- [PASSAGE FOR REVIEW]
Adaptive Recruitment Strategies for Rare Disease: Part III

Adaptive Recruitment Strategies for Rare Disease: Part III

Posted by BBKWorldwide on Thu, Aug 20, 2015

Adaptive recruitment strategies for rare diseasePart I of our blog series on adaptive patient recruitment focused on the importance of early support. Part II looked at how to best analyze investigator resources to optimize patient recruitment efforts, including cultivating integrated relationships. Today we wrap up our rare disease series on recruitment with two final tactics that can yield strong results.

Internet Advertising is a Must

When you or a loved one is diagnosed with a disease, chances are the first place you go is online to research that disease in more detail. In the rare disease community especially, patients, caregivers, and their loved ones crave information about what they’re dealing with and will go digging online to uncover whatever information is available. Paid search, banner ads and a study website are all minimum requirements for casting the wide net needed in rare disease.

Advocacy groups are also online, and are likely to be aware of and aggregating information to publish about upcoming therapies and studies.

A solid web presence will lend legitimacy to your trial for the public, and will allow patients and potential referring physicians to learn about it and reach out on their own terms. It is a relatively affordable way to maximize reach.

Eliminate Transportation Burdens

In rare disease there are often only a handful of patients, and chances are those patients are scattered across the globe. Lifting the burden of transportation ensures patients – or the parents or caregivers of patients, feel more comfortable enrolling in a trial when they are not faced with the worry of travel.

- [TASKS FOR THIS EXERCISE]
a) In the blog post on rare disease recruitment, which three online tools are called minimum requirements for casting the wide net needed in rare disease?
b) Render this sentence from the blog post on rare disease recruitment in Spanish: "Advocacy groups are also online, and are likely to be aware of and aggregating information to publish about upcoming therapies and studies."
c) Write the next few sentences of the blog post on rare disease recruitment, picking up after its final sentence.

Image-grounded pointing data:
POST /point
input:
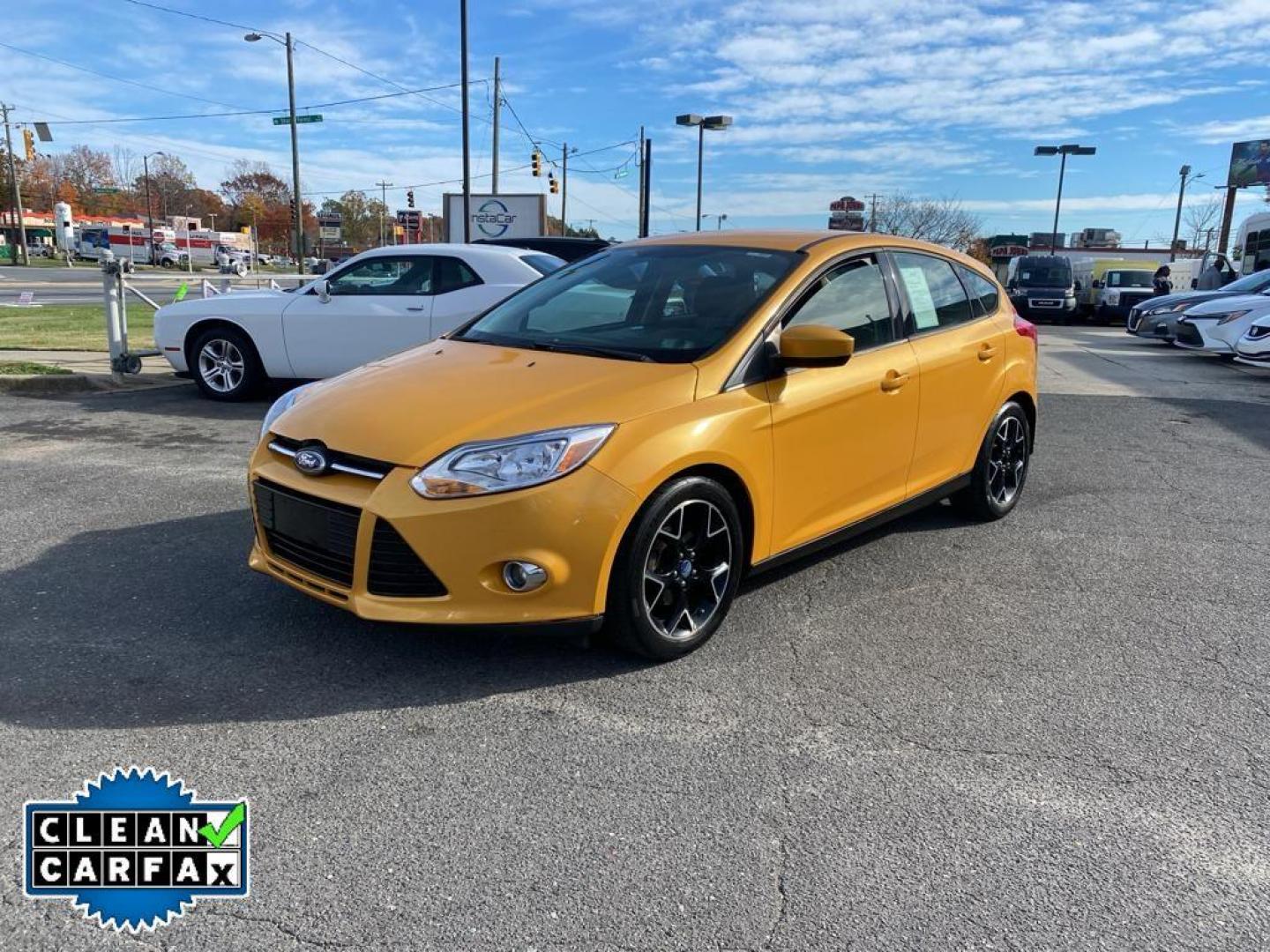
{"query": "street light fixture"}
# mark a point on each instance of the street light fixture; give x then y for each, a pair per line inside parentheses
(1177, 219)
(150, 216)
(1071, 149)
(297, 206)
(703, 123)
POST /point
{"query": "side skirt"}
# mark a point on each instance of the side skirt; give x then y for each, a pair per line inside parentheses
(909, 505)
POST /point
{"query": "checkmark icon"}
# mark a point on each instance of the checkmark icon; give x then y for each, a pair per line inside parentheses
(216, 836)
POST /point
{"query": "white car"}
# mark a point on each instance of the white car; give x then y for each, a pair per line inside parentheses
(374, 305)
(1254, 346)
(1217, 325)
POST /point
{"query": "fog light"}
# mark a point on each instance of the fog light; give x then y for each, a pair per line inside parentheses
(524, 576)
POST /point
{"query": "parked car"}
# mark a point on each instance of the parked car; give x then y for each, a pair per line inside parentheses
(1042, 287)
(1157, 316)
(568, 249)
(1217, 326)
(376, 303)
(1254, 346)
(628, 437)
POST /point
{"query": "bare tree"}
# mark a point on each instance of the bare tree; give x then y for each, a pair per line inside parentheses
(1200, 219)
(943, 221)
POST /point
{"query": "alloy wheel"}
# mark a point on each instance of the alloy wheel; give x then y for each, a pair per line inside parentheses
(221, 366)
(1007, 461)
(686, 569)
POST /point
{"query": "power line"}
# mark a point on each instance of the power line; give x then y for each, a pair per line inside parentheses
(247, 112)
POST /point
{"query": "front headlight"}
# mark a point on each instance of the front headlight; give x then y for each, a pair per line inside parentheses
(280, 406)
(497, 466)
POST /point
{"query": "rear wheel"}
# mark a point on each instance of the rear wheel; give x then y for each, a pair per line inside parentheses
(677, 570)
(1001, 467)
(225, 365)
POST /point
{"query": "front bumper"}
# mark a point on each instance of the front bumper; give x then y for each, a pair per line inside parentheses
(572, 527)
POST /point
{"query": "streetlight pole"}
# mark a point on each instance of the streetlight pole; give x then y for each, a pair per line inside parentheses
(703, 123)
(150, 215)
(1177, 219)
(297, 202)
(1065, 150)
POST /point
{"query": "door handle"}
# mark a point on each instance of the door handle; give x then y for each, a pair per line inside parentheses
(893, 381)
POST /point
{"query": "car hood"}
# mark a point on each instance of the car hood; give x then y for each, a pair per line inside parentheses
(410, 407)
(234, 302)
(1229, 302)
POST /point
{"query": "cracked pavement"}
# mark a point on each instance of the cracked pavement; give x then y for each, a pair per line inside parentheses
(1050, 733)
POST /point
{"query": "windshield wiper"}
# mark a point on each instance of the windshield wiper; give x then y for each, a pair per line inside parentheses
(591, 351)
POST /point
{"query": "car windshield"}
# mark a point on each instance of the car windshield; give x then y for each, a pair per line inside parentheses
(1128, 279)
(1044, 276)
(669, 303)
(1256, 283)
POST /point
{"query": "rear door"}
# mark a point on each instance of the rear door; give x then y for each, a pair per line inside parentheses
(959, 340)
(377, 306)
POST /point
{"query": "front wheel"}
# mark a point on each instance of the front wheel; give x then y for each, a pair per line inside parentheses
(677, 570)
(225, 365)
(1001, 467)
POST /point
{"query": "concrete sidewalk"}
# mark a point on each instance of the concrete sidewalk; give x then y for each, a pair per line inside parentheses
(88, 369)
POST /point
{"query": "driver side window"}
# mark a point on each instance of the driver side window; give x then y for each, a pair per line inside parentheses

- [ANSWER SET]
a) Paid search, banner ads and a study website.

b) Los grupos de defensa de pacientes también están en línea, y es probable que estén al tanto de las próximas terapias y estudios y que reúnan información sobre ellos para publicarla.

c)
When planning travel infrastructure, ensure that safeguards are in place to offset the unknown (unknown location and unknown timeframe for travel for example). Arrangements must be made quickly to get a patient from point A to point B, so open communication lines to key decision makers are a must.

When only one patient may signify as much as 20 percent of your enrollment, the expectation of higher cost is inherent. This cost can be realized in unexpected hurdles in the travel process, but travel is a given in rare disease.

Advanced planning will help mitigate the risk of a ballooning budget by identifying multiple possible scenarios (or cultural issues), but it can’t foresee everything. As such, a critical piece of advanced planning is building in flexibility, and establishing clear communication pathways and escalation plans at the outset of the campaign.

These strategies coupled with those outlined in our earlier posts can effectively position a campaign to yield higher referral numbers and reduce overall trial timelines.